*TASK OBJECTIVE*.
Rewrite the material below, changing every "Example invocation" to "Sample call" and leaving everything else as it is.

[Recorded data]
══════

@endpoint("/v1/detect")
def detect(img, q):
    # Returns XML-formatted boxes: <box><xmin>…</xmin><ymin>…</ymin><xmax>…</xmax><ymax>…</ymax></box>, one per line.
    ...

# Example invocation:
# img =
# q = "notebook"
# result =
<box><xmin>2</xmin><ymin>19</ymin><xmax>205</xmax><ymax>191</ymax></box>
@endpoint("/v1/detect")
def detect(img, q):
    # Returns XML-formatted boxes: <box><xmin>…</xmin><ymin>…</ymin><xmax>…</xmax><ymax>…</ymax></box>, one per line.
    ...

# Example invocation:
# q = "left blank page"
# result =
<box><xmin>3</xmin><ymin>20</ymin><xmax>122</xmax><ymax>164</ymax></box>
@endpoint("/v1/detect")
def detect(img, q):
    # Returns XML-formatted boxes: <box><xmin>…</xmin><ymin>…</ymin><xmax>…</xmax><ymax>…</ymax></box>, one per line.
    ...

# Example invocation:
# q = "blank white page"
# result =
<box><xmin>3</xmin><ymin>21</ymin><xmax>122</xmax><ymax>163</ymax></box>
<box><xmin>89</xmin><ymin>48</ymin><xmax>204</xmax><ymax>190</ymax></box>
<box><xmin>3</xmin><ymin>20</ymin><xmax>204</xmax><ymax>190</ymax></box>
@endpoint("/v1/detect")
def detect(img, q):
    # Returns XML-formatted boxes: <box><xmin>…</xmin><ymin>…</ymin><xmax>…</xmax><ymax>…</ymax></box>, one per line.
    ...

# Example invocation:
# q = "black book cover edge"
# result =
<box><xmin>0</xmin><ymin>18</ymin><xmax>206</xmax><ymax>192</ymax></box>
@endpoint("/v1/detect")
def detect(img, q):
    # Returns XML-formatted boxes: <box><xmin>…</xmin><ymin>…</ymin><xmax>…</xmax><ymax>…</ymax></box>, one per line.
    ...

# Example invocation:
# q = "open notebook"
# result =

══════

*REPLY*.
@endpoint("/v1/detect")
def detect(img, q):
    # Returns XML-formatted boxes: <box><xmin>…</xmin><ymin>…</ymin><xmax>…</xmax><ymax>…</ymax></box>, one per line.
    ...

# Sample call:
# img =
# q = "notebook"
# result =
<box><xmin>2</xmin><ymin>19</ymin><xmax>205</xmax><ymax>191</ymax></box>
@endpoint("/v1/detect")
def detect(img, q):
    # Returns XML-formatted boxes: <box><xmin>…</xmin><ymin>…</ymin><xmax>…</xmax><ymax>…</ymax></box>, one per line.
    ...

# Sample call:
# q = "left blank page"
# result =
<box><xmin>3</xmin><ymin>20</ymin><xmax>122</xmax><ymax>164</ymax></box>
@endpoint("/v1/detect")
def detect(img, q):
    # Returns XML-formatted boxes: <box><xmin>…</xmin><ymin>…</ymin><xmax>…</xmax><ymax>…</ymax></box>, one per line.
    ...

# Sample call:
# q = "blank white page"
# result =
<box><xmin>3</xmin><ymin>21</ymin><xmax>122</xmax><ymax>163</ymax></box>
<box><xmin>89</xmin><ymin>48</ymin><xmax>204</xmax><ymax>190</ymax></box>
<box><xmin>3</xmin><ymin>20</ymin><xmax>204</xmax><ymax>190</ymax></box>
@endpoint("/v1/detect")
def detect(img, q):
    # Returns XML-formatted boxes: <box><xmin>…</xmin><ymin>…</ymin><xmax>…</xmax><ymax>…</ymax></box>, one per line.
    ...

# Sample call:
# q = "black book cover edge"
# result =
<box><xmin>0</xmin><ymin>18</ymin><xmax>206</xmax><ymax>192</ymax></box>
@endpoint("/v1/detect")
def detect(img, q):
    # Returns XML-formatted boxes: <box><xmin>…</xmin><ymin>…</ymin><xmax>…</xmax><ymax>…</ymax></box>, one per line.
    ...

# Sample call:
# q = "open notebook"
# result =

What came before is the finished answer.